# Given request
Every record here needs to be written out again exactly.

# Available data
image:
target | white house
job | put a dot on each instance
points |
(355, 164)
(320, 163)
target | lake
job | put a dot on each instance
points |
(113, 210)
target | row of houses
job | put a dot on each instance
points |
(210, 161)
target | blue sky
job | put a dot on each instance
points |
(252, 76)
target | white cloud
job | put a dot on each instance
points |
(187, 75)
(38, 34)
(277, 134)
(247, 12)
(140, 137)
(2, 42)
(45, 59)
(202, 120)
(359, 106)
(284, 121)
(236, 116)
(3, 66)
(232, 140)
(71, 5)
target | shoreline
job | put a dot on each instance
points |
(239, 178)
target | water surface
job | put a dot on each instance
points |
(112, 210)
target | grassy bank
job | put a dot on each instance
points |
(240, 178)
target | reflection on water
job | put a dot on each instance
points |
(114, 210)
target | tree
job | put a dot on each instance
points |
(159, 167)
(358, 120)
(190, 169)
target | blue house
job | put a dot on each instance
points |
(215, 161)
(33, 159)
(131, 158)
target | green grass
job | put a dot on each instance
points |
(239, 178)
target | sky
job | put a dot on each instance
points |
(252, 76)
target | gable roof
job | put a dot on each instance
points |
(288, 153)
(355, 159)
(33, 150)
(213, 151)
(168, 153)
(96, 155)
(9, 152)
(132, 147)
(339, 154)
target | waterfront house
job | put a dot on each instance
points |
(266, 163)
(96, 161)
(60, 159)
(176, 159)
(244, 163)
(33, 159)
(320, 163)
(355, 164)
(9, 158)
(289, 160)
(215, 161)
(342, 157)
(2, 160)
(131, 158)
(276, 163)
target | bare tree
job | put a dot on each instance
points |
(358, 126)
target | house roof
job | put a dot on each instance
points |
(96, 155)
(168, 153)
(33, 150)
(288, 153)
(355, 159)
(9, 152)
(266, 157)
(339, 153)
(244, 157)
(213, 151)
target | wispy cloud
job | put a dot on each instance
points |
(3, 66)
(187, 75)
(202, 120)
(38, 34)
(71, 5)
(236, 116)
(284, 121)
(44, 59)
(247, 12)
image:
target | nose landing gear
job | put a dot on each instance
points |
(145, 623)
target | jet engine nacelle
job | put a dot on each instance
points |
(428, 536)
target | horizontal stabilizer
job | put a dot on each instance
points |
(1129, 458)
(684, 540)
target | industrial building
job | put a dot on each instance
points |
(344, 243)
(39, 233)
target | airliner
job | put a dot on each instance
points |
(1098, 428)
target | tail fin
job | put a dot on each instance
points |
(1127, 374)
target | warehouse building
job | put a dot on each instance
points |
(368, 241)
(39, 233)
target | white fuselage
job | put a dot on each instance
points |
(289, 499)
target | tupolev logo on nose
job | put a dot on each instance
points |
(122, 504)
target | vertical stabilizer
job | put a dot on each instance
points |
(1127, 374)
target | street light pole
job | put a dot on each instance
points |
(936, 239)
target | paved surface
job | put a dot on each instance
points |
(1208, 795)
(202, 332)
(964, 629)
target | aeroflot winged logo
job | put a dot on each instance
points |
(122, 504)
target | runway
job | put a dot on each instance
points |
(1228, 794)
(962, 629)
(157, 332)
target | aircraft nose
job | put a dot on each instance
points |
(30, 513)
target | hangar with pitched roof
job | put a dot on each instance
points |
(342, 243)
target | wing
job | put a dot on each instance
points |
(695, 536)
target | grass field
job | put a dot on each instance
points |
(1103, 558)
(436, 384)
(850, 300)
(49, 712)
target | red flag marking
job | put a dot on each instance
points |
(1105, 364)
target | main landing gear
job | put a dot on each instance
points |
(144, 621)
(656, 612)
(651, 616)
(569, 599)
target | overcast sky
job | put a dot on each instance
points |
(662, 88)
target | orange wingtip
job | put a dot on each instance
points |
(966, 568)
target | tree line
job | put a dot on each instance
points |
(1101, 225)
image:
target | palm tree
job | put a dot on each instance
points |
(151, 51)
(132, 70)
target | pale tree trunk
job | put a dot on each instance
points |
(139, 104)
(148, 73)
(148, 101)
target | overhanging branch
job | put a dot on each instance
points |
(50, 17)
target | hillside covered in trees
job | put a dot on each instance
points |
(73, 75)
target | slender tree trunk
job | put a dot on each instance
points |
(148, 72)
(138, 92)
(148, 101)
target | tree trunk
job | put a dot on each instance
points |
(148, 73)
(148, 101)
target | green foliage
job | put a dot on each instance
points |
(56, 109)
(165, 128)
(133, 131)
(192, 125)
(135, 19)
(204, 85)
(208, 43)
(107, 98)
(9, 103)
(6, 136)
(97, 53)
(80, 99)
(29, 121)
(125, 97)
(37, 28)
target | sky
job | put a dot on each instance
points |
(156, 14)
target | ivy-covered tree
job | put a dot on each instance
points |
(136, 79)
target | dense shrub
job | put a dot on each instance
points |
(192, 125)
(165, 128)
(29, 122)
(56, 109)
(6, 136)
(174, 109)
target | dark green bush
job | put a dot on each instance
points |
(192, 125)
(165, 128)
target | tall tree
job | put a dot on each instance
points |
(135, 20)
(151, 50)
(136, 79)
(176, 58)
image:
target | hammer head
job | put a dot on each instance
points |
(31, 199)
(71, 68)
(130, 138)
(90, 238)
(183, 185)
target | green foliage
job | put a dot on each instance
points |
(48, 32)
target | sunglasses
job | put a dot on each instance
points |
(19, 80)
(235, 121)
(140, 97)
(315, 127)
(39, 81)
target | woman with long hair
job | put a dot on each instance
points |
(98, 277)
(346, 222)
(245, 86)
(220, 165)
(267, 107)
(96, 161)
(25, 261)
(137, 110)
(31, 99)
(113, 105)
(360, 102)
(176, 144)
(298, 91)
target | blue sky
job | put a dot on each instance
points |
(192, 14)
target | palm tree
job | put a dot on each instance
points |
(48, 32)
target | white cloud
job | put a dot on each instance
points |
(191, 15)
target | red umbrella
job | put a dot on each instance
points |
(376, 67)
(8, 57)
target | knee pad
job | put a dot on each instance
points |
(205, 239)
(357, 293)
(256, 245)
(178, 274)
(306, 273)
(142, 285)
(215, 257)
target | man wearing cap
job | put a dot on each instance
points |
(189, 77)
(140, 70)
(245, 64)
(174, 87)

# Solved exercise
image:
target | white house
job | put a dot on each instance
points |
(355, 164)
(320, 163)
target | lake
job | put a dot on each instance
points |
(113, 210)
target | row of houses
job | put a dot on each instance
points |
(210, 161)
target | blue sky
job | put a dot on each instance
points |
(252, 76)
target | white cloud
job | put a dot on each instance
points |
(187, 75)
(38, 34)
(277, 134)
(247, 12)
(140, 137)
(2, 42)
(45, 59)
(202, 120)
(359, 106)
(284, 121)
(236, 116)
(3, 66)
(232, 140)
(71, 5)
target | shoreline
job | put a dot on each instance
points |
(239, 178)
target | water surface
job | put a dot on each instance
points |
(112, 210)
target | grassy bank
job | put a dot on each instance
points |
(240, 178)
target | reflection on water
job | put a dot on each instance
points |
(114, 210)
target | tree
job | put a dot on each instance
points |
(159, 167)
(358, 120)
(190, 169)
target | blue house
job | put a dot on each instance
points |
(215, 161)
(33, 159)
(131, 158)
target | green grass
job | put a dot on each instance
points |
(239, 178)
target | sky
job | put a dot on each instance
points |
(252, 76)
target | gable roof
job | put a dot on each instance
points |
(288, 153)
(355, 159)
(33, 150)
(213, 151)
(168, 153)
(96, 155)
(9, 152)
(132, 147)
(339, 154)
target | waterfront house
job | put a dot on each instance
points |
(266, 163)
(96, 161)
(60, 159)
(176, 159)
(244, 163)
(33, 159)
(320, 163)
(355, 164)
(9, 158)
(289, 160)
(215, 161)
(342, 157)
(2, 160)
(131, 158)
(276, 163)
target | bare tree
job | put a dot on each instance
points |
(358, 126)
target | house roof
job | put a dot on each instance
points |
(96, 155)
(168, 153)
(33, 150)
(288, 153)
(355, 159)
(9, 152)
(266, 157)
(339, 153)
(244, 157)
(213, 151)
target | wispy cloud
job | put a dot on each instance
points |
(3, 66)
(187, 75)
(202, 120)
(38, 34)
(71, 5)
(236, 116)
(284, 121)
(44, 59)
(247, 12)
image:
target | nose landing gear
job | put a dot on each instance
points |
(145, 623)
target | jet engine nacelle
job | put a dot on each instance
points |
(428, 536)
target | horizontal stabilizer
job | put a dot on each instance
points |
(1129, 458)
(684, 540)
target | industrial building
job | put a dot on each instance
points |
(344, 243)
(39, 233)
target | airliner
job | put a dot on each instance
points |
(1098, 428)
target | tail fin
job | put a dot on each instance
points |
(1127, 374)
target | warehouse building
job | put a dot on each instance
points |
(368, 241)
(39, 233)
target | white fuselage
job | put a dot on each instance
points |
(289, 499)
target | tupolev logo on nose
job | put a dot on each instance
points |
(122, 504)
target | vertical stabilizer
job | put a dot on each instance
points |
(1127, 374)
target | street light pole
job | put a dot on each instance
points |
(936, 239)
target | paved surface
job | put a dot on each instance
points |
(1208, 795)
(202, 332)
(964, 629)
target | aeroflot winged logo
job | put a dot on each instance
points |
(122, 504)
target | runway
job | put a dot on each instance
points |
(1228, 794)
(962, 629)
(157, 332)
target | aircraft nose
job | put a dot on each instance
points |
(30, 513)
target | hangar with pitched roof
job | put a dot on each instance
points |
(342, 243)
target | wing
job | put a dot on each instance
points |
(695, 536)
target | grass field
job | put a dot on each instance
points |
(1103, 558)
(436, 384)
(850, 300)
(49, 712)
target | red flag marking
job | put a dot on each instance
points |
(1105, 364)
target | main landing gear
job | put a dot on each instance
points |
(144, 621)
(656, 612)
(651, 616)
(569, 599)
target | overcast sky
job | put a dot on each instance
points |
(662, 88)
target | orange wingtip
job | put a dot on each instance
points |
(966, 568)
target | tree line
job | put a dot on each instance
points |
(1101, 225)
image:
target | palm tree
job | put a dot on each instance
points |
(151, 51)
(132, 70)
target | pale tree trunk
job | put a dot on each instance
points |
(139, 104)
(148, 73)
(148, 101)
target | overhanging branch
job | put a dot on each instance
points |
(50, 17)
target | hillside covered in trees
job | put a dot on each instance
points |
(73, 75)
target | slender tree trunk
job | put a dot on each instance
points |
(148, 72)
(138, 92)
(148, 101)
target | tree trunk
job | put a dot on each instance
points |
(148, 73)
(148, 101)
target | green foliage
job | put a dot on each instance
points |
(56, 109)
(165, 128)
(133, 131)
(192, 125)
(135, 19)
(204, 85)
(208, 43)
(107, 98)
(9, 103)
(6, 136)
(97, 53)
(80, 99)
(29, 121)
(125, 97)
(37, 28)
target | sky
job | put a dot on each instance
points |
(156, 14)
target | ivy-covered tree
job | put a dot on each instance
points |
(136, 79)
target | dense shrub
job | put a dot on each instance
points |
(192, 125)
(165, 128)
(29, 122)
(56, 109)
(6, 136)
(174, 109)
target | dark green bush
job | put a dot on each instance
points |
(192, 125)
(165, 128)
target | tall tree
job | put a dot on each instance
points |
(135, 20)
(151, 50)
(136, 79)
(176, 58)
image:
target | hammer head
job | put a dot on each instance
points |
(31, 199)
(71, 68)
(130, 138)
(90, 238)
(183, 185)
target | green foliage
job | put a dot on each instance
points |
(48, 32)
target | sunglasses
job | put a dot on each instance
points |
(19, 80)
(235, 121)
(140, 97)
(315, 127)
(39, 81)
target | woman with long hair
job | put a dot on each instance
points |
(98, 277)
(346, 222)
(245, 86)
(220, 165)
(267, 107)
(96, 161)
(25, 261)
(137, 110)
(31, 99)
(113, 105)
(360, 102)
(176, 144)
(298, 91)
target | blue sky
job | put a dot on each instance
points |
(192, 14)
target | palm tree
job | put a dot on each instance
points |
(48, 32)
target | white cloud
job | put a dot on each instance
points |
(191, 15)
target | red umbrella
job | put a dot on each instance
points |
(376, 67)
(8, 57)
target | knee pad
job | put a dot on each instance
points |
(205, 239)
(357, 293)
(256, 245)
(178, 274)
(306, 273)
(142, 285)
(215, 257)
target | man wearing cap
job | put a dot on each instance
points |
(189, 77)
(140, 70)
(245, 64)
(174, 87)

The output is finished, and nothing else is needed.